• _Problems_
1 - In the forum thread about the hedgehog video, what does tie-dye hedgie hope the play will not do?
2 - Write the next part of the forum thread about the hedgehog video, picking up after its final line.

• _Selected extract_
****************************************

# sick!



## talibali (Aug 15, 2009)

............................................ this is horriable!


----------



## LizardGirl (Aug 25, 2008)

Really? I thought it was pretty cute.


----------



## Mallasfamily (Feb 6, 2009)

me too. he wasn't scared or he would be balled up and he didn't have to do. It's no worse then when you play with a dog that way. and he wasn't getting hurt..


----------



## ILOVElily (Dec 5, 2009)

that was pretty cute, i thought it was funny when the dog came and the hedgie completely ignored him, like "hey step back this is my fight!" :mrgreen:


----------



## tie-dye hedgie (Dec 19, 2009)

I thought it was funny too, especially the dog part. I just hope it doesn't hurt the little guy's teeth. :?


----------



## kyararahl (Mar 15, 2010)

It was cute, I giggled. But, I would be scared it would encourage a hedgie to bite?


----------



## shetland (Sep 2, 2008)

Tali, you are so sweet and sensitive. Such a kind heart our little Tali.


----------



## LizardGirl (Aug 25, 2008)

Haha, maybe she didn't watch it and thought it was about hedgehogs fighting, or maybe that the snake was real (lmao!).

Watch the video before you complain about it...


----------



## Hedgieonboard (Nov 15, 2009)

The playing around part was cute but the only thing I had a problem with is at one point they pulled the snake up and the hedgie came off the ground. Had the hedgie let go he could have fallen down, granted it wasn't far but there is many places on here where it says hedgies can be injured from even the smallest of falls.


----------



## tie-dye hedgie (Dec 19, 2009)

Hedgieonboard said:


> The playing around part was cute but the only thing I had a problem with is at one point they pulled the snake up and the hedgie came off the ground. Had the hedgie let go he could have fallen down, granted it wasn't far but there is many places on here where it says hedgies can be injured from even the smallest of falls.

****************************************

• _Data extract_
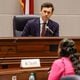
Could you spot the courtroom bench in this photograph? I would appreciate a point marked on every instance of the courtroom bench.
(23, 74)
(14, 62)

****************************************

• _Answers given_
1 - Hurt the hedgehog's teeth.

2 -
Exactly what I thought, they went just a bit far there.


----------



## ILOVElily (Dec 5, 2009)

Oh,  just watched the full vid...before i watched up to the dog part but i do think they went a little to far there to, when they pulled him off the ground. all that weight on his little teeth.


----------



## hedgielover (Oct 30, 2008)

I think this one is cute too. Although I'm not sure how safe rubber is to chew on. and the poor hedgehog thinks he's won a fight and is taking home dinner but that darn snake just won't die. :lol: Tali what didn't you like about it?


----------



## talibali (Aug 15, 2009)

just the fact that they pulled him off the ground.. it made me upsetish...... Idk why but when i see something like that i get really upset... i guess i went a little far with it but i mean i was very upset.... if you were a hedgie would you want to be pulled up off the ground? real snakes cant pulled the hedgie off the ground.... they can pick them up but not pull them up..... get what i mean? i know the first part was cute but when they pulled him off the ground in was ticked me off............ :twisted: :twisted:


----------



## shetland (Sep 2, 2008)

You are absolutely right Tali!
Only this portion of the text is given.